Habitat - May/June 2017 - 11


J. Mike Williams
Fowler, Hein, Cheatwood
& Williams, P.A.


An Overview of the
Duty to Repair

he apartment owner and management of an
apartment community have an obligation to make
all reasonable and necessary repairs to maintain
the apartment and appliances in good working
condition. The failure to repair is the most common type
of claim or defense asserted by a resident in defense of a
dispossessory action. Georgia law provides that the landlord
is solely responsible for making repairs to the apartment,
unless the damages were caused by the resident, occupants or
guests. Unlike a commercial lease, a landlord is prohibited by
public policy of imposing any obligation in a lease agreement
to shift the duty of repair to the resident. Any attempt to do so
will be deemed unenforceable.
Management is not obligated to make repairs until notice
is received by the resident. Repairs must then be made in a
reasonable and timely manner. The resident is required by
law to report the necessity for all repairs. After receiving
notice of the need for maintenance, management also must
be given a reasonable period of time to make the repair. What
is reasonable depends on the circumstances of each case.
Georgia law also prohibits a resident from withholding
rent due to management's failure to make repairs even if
the repairs are not made within a reasonable time after
notice is provide. However, a resident has several options for
obtaining compensation from management if repairs are not
made within a reasonable time. Often management provides
a reasonable rental concession to residents in the form of a
credit against future rent in order to resolve repair issues. If
the resident withheld rent because repairs were not made,
the resident may file an answer and counterclaim against
management in the dispossessory proceeding. The resident
typically seeks the diminished value of the premises (meaning
the apartment is worth less than what they are paying) for
the period the apartment remained out of repair. In most
instances, the resident will have to move even if the resident
receives an offset for the diminished value of the premises.

Data |
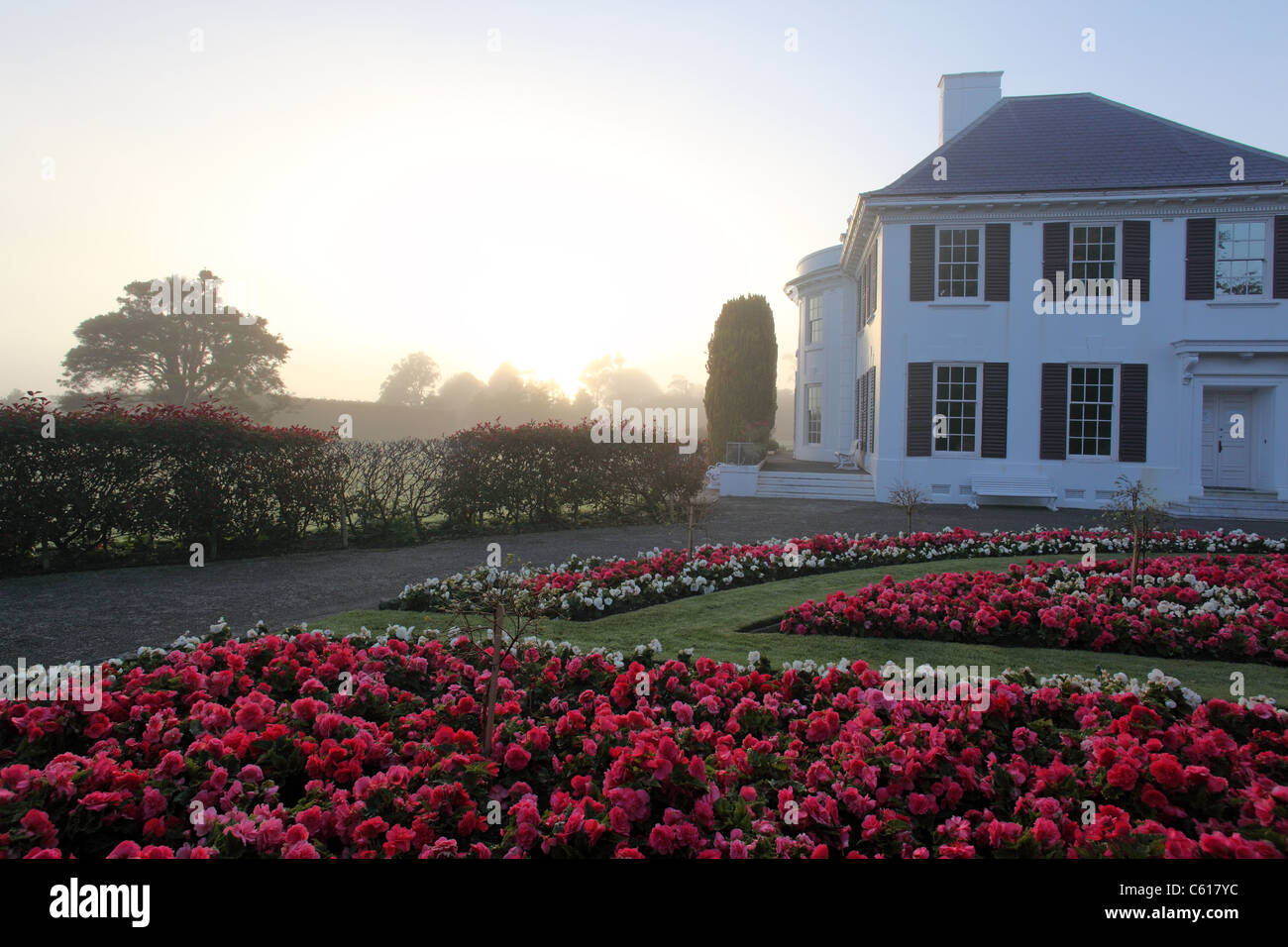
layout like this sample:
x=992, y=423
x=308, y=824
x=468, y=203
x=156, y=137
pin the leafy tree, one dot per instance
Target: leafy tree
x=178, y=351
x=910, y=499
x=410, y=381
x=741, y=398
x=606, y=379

* * *

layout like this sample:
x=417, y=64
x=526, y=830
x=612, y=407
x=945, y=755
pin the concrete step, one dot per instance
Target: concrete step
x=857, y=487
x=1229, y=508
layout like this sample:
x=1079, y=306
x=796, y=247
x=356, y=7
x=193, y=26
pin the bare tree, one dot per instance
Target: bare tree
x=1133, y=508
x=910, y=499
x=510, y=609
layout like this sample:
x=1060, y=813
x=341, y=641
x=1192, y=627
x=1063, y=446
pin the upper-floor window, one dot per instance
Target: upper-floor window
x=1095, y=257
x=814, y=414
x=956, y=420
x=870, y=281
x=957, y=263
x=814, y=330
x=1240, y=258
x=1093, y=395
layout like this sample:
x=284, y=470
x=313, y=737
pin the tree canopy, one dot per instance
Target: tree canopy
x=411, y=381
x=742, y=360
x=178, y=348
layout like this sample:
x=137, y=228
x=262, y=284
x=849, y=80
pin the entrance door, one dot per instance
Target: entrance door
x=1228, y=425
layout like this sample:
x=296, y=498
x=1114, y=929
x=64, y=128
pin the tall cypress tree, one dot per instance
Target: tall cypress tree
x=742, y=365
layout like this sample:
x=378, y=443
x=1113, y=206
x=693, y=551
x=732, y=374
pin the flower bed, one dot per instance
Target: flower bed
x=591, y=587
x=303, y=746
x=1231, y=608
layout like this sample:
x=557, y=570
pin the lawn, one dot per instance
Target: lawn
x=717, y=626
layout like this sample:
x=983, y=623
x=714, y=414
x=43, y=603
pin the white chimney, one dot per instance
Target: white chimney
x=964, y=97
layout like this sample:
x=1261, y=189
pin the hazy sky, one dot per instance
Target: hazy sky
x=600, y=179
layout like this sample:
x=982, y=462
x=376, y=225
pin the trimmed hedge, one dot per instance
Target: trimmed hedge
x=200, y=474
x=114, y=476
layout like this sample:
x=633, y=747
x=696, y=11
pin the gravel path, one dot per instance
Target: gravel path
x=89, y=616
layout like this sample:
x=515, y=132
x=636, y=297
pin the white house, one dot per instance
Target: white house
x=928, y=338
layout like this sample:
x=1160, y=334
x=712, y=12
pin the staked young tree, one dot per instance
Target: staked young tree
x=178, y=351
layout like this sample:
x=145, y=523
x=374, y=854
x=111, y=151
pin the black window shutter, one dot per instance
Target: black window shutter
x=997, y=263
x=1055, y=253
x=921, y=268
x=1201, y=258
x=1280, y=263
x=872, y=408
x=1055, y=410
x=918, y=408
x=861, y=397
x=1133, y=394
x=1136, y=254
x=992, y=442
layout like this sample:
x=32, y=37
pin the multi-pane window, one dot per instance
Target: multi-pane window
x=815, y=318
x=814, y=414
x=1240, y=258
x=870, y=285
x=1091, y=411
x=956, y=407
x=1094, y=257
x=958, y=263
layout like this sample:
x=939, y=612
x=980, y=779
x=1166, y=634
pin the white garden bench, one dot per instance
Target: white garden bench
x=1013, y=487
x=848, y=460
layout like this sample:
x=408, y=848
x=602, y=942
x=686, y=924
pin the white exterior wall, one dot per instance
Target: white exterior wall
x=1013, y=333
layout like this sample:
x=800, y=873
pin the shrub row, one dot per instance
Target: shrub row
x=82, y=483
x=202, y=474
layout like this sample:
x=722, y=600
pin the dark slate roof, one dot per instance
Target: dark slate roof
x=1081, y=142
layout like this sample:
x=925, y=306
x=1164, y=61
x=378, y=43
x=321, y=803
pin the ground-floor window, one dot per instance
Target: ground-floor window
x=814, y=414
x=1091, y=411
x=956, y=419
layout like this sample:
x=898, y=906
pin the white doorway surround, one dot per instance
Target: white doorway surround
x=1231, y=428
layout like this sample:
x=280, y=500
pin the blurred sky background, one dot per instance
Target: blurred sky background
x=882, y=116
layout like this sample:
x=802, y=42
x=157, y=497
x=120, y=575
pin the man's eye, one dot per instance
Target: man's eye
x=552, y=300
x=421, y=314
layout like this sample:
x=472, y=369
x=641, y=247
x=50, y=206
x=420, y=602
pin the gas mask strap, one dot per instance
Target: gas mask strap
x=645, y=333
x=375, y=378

==

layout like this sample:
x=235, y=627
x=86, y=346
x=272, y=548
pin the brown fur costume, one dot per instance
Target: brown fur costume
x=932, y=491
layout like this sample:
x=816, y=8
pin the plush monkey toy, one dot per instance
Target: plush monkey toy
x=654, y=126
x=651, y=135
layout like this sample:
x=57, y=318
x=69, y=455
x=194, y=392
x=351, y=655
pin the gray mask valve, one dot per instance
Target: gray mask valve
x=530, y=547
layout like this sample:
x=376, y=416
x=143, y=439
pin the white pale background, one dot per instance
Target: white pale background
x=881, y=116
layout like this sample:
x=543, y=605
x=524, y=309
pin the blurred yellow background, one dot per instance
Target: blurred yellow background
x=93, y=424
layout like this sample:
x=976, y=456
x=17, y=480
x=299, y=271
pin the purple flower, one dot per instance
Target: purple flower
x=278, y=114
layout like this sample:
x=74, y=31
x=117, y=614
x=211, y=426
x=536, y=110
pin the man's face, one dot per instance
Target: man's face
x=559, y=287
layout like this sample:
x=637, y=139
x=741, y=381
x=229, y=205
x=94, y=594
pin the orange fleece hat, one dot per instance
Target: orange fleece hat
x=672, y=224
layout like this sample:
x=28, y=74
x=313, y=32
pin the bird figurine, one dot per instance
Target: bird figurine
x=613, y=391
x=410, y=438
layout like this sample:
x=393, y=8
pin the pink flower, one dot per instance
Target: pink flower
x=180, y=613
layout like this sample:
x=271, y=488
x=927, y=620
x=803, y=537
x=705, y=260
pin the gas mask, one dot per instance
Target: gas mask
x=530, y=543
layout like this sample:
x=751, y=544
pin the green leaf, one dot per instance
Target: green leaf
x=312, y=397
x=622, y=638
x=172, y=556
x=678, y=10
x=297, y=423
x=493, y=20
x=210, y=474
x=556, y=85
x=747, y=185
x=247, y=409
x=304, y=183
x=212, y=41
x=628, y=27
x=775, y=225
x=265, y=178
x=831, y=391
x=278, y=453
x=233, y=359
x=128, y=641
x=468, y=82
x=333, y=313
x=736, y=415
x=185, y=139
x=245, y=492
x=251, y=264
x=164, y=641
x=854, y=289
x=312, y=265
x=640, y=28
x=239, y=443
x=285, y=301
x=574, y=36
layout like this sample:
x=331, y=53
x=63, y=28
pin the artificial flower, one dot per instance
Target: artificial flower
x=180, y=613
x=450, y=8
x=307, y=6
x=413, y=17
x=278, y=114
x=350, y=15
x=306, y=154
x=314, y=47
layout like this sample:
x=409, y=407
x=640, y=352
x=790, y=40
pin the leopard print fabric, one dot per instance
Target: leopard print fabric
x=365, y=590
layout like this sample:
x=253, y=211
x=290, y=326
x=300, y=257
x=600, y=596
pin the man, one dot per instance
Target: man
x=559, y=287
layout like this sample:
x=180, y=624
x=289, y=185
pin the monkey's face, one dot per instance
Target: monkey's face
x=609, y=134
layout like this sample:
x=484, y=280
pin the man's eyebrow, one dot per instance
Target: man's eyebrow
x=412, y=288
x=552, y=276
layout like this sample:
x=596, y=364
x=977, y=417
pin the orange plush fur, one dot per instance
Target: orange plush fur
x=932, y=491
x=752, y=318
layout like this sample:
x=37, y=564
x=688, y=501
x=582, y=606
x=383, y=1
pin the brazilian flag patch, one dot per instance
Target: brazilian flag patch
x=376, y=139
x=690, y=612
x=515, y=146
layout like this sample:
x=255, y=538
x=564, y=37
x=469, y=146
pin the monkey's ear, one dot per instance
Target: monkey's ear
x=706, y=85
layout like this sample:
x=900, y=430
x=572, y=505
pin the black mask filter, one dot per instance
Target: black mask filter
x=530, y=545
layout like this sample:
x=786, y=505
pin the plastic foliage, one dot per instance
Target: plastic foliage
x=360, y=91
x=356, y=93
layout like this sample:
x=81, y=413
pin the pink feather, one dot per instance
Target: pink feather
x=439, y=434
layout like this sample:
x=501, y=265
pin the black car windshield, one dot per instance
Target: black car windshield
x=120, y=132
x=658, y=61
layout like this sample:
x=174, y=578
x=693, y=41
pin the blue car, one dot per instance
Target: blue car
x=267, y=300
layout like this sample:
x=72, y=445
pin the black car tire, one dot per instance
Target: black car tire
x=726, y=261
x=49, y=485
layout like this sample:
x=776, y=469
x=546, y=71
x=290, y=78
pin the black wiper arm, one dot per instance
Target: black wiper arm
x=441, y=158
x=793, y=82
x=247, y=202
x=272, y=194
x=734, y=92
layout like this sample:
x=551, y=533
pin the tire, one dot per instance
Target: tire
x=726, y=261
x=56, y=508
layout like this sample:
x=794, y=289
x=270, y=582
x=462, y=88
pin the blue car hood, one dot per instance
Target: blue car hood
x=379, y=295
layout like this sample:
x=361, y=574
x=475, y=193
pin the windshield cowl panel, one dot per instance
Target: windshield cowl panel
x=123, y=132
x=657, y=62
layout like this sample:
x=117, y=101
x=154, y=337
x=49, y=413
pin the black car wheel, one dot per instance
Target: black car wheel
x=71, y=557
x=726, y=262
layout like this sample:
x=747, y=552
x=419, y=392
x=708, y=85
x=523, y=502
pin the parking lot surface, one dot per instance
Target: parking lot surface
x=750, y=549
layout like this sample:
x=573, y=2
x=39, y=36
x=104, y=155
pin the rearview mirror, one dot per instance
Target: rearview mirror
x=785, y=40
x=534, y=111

Task A |
The article on the duty to repair says the landlord does not have to repair damage caused by certain people. List those people.
Task B |
Continue the article on the duty to repair from where it stops.

Response A |
the resident
occupants
guests

Response B |
Some courts will enter what is known as a repair order, which
requires the resident to pay into court the base rent and
utilities, and management must complete the repairs within
a two to three week period depending on the extent of the
repairs. If the resident fails to pay rent by the date specified
in the order, then the court will issue a writ of possession. In
any event, the case will return to court for trial to determine

whether the repairs were made, and/or whether the resident is
entitled to an offset for the failure to repair.
A resident can also utilize "repair and deduct," which is a
procedure and defense the resident can follow if the repairs
are not completed within a reasonable time after notice is
given. In essence, if the landlord fails to make the repairs
within a reasonable time after notice is provided, the resident
can complete the repairs by hiring a contractor and deduct the
amount paid to the contractor from the rent.
The resident can also continue to pay the rent and occupy
the premises, and then file a lawsuit in the Magistrate Court
seeking reimbursement for the costs of repairs or reduced
value of the premises. A resident who files this kind of lawsuit
must prove that he or she gave notice of the need for repairs
and allowed management a reasonable time for completing
the repairs.
If the condition of the apartment is so bad that it renders
it uninhabitable, the resident may move out and declare the
lease terminated due to a constructive eviction. This defense
requires the resident to actually move out and surrender
the keys and possession to management. The resident must
prove that management's failure to make repairs resulted in a
condition so deplorable that the apartment was not fit for human
habitation. Obviously, the resident must show that he or she
gave notice of the need for repairs and that management
failed to make the repairs over a length of time that resulted
in the premises to deteriorate to such a condition not fit
for habitation.
The case law in Georgia requires very bad conditions inside
the apartment home that totally disrupts the residents ability
to live in the apartment. The resident will sometimes attempt
to raise constructive eviction as a defense to a dispossessory
action. However, in most instances, they are still residing in
premises negating their ability to prevail on the defense. This
defense is difficult to prove and seldom granted by the court.
What is a reasonable length of time to respond to repair
requests? Obviously, it depends on the nature of the repair. For
example, an air conditioner that stops working in the middle of
the summer requires the landlord to make the repair in a much
shorter time period than a towel rack that has fallen off the wall.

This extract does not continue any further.